◆ **Task directions**: In the comment thread below, what does Roger say would probably be most efficient when Michael asks him to summarize his views?

◆ **Text shown**:
————————

While I'm sure it's not as simple as all that (it never is), I would be honestly surprised if it turned out to be significantly more complicated...

Brad Johnson said...

It's a beautiful title.

I'd offer my analysis of what I think is motivating Pielke, but it would just get me in trouble (I hesitate to think what would come after being accused of McCarthyism).

Come to think of it, Pielke's record as a political actor speaks for itself.

Roger said...

Michael, Dylan, Coby, Jonathan, Brad-

While the free psychological analysis is appreciated, if any of you guys actually have questions about my views, why not just ask me directly?

Michael Tobis said...

OK. Roger, please summarize your views. I just don't get it.

Roger said...

Michael-

It'll probably be most efficient if you just ask specific questions. I am perfectly happy to answer them.

Michael Tobis said...

That seems a bit coy.

My question is simple enough. If you had a few dozen to a few hundred words to convey to the world, what would they be?

Mine are here if you'd like a model.

If it helps, perhaps you'd be willing to review my positions as expressed at that link instead. I'd especially appreciate comments on my last three paragraphs, which seem quite germane regarding the present controversy.

Roger said...

Michael-

I'm not trying to be coy. You write:

"If you had a few dozen to a few hundred words to convey to the world, what would they be?"

About what subject? Scientists in politics? Decarbonization of the economy? Natural disasters? Blogging? US Space Policy? Cap and trade vs. carbon tax? My personal politics? My philosophical orientation? . . .

————————

Point labeling examples:
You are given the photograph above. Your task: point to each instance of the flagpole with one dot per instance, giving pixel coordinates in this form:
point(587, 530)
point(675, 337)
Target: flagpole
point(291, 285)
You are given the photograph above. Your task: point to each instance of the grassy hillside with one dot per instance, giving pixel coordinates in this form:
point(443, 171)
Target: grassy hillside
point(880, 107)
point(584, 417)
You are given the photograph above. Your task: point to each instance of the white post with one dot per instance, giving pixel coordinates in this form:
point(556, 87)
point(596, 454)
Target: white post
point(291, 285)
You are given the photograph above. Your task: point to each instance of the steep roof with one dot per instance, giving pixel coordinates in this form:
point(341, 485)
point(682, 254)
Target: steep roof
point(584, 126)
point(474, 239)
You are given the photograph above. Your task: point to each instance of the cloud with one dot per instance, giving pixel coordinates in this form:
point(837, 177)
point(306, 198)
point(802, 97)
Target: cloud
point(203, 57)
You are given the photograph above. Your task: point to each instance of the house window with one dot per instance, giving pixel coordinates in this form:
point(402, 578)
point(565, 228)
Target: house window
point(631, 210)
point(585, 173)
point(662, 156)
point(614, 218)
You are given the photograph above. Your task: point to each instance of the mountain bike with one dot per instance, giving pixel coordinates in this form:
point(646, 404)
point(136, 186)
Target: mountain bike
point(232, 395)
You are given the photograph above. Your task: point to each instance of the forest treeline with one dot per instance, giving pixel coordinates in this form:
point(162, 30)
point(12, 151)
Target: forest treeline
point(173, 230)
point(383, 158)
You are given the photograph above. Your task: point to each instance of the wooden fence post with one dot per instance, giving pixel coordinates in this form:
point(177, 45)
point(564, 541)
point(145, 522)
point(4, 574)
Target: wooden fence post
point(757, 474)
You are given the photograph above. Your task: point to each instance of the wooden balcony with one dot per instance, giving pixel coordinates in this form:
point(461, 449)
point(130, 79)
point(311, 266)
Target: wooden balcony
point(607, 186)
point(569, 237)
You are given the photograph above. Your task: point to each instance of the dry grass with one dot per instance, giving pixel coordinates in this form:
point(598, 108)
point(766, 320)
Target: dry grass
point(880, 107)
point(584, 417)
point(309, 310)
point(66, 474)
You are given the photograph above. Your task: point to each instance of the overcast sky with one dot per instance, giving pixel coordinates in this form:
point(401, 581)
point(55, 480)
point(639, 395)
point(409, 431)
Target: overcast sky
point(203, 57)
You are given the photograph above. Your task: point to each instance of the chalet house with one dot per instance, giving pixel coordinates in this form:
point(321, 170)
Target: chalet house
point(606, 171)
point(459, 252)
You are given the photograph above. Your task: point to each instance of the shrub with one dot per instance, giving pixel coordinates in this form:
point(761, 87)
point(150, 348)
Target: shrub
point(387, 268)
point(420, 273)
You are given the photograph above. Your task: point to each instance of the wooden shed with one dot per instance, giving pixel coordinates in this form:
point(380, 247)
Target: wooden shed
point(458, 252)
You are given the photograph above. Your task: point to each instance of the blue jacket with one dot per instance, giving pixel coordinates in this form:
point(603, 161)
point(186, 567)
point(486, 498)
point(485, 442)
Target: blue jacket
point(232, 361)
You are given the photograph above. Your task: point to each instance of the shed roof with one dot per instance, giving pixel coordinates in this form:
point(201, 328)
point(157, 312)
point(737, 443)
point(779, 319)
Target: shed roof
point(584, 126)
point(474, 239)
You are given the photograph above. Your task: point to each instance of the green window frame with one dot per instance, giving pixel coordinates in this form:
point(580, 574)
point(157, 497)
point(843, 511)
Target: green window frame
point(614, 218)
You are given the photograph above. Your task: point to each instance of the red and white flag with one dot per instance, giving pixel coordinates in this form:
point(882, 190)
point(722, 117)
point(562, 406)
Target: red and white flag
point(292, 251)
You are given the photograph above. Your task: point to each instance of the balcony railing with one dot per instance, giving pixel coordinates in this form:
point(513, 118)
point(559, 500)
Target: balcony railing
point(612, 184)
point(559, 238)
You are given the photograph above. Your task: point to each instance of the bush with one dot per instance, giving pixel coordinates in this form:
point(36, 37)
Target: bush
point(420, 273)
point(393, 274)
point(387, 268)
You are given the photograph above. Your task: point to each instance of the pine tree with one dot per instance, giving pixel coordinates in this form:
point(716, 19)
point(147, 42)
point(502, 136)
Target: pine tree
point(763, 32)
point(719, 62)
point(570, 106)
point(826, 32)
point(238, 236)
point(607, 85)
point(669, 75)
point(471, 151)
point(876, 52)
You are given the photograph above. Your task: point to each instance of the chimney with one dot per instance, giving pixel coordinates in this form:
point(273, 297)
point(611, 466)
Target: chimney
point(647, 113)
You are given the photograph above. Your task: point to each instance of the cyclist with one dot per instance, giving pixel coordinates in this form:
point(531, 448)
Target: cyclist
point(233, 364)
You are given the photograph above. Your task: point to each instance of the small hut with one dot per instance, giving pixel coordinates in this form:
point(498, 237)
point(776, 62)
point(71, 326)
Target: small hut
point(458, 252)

————————

◆ **Result**: Roger says it would probably be most efficient for Michael to ask specific questions.